## The problem:
Locate every line in the rows below that contains the word "floor" and copy those lines. Case counts.

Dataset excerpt
_ _ _ _
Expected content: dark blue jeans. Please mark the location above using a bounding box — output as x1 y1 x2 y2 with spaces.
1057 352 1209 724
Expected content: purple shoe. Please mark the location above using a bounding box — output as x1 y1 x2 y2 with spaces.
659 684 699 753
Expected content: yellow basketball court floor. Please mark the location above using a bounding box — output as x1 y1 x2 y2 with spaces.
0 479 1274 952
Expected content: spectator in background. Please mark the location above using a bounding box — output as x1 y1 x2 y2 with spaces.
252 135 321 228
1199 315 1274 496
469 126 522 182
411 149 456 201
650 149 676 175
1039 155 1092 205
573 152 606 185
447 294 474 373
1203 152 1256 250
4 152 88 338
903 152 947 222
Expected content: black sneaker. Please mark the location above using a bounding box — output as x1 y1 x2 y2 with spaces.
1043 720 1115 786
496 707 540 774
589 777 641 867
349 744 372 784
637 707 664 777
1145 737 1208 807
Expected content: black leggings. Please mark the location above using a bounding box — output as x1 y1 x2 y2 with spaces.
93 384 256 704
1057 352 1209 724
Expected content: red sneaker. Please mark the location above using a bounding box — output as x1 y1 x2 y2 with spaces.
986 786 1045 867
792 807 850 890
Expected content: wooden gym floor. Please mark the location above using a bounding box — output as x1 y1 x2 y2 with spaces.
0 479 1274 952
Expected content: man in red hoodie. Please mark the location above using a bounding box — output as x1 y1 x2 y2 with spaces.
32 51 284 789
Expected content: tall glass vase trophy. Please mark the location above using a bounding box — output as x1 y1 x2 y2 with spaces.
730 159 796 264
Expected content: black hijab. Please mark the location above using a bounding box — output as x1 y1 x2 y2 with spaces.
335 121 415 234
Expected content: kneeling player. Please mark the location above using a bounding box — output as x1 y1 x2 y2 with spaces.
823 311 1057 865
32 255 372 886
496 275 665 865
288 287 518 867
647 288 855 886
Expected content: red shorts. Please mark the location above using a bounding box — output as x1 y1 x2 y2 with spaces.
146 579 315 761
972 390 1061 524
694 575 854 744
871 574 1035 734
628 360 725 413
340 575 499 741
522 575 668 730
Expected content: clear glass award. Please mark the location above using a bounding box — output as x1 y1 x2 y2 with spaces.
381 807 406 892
_ _ _ _
## Solution for this problem:
Expected content: yellow basketball court floor. Please mark the location above using a bounding box — output as x1 y1 x2 y2 with spaces.
Expected content: wooden gym floor. Please mark the location above using a bounding box — output as x1 y1 x2 y2 with spaces.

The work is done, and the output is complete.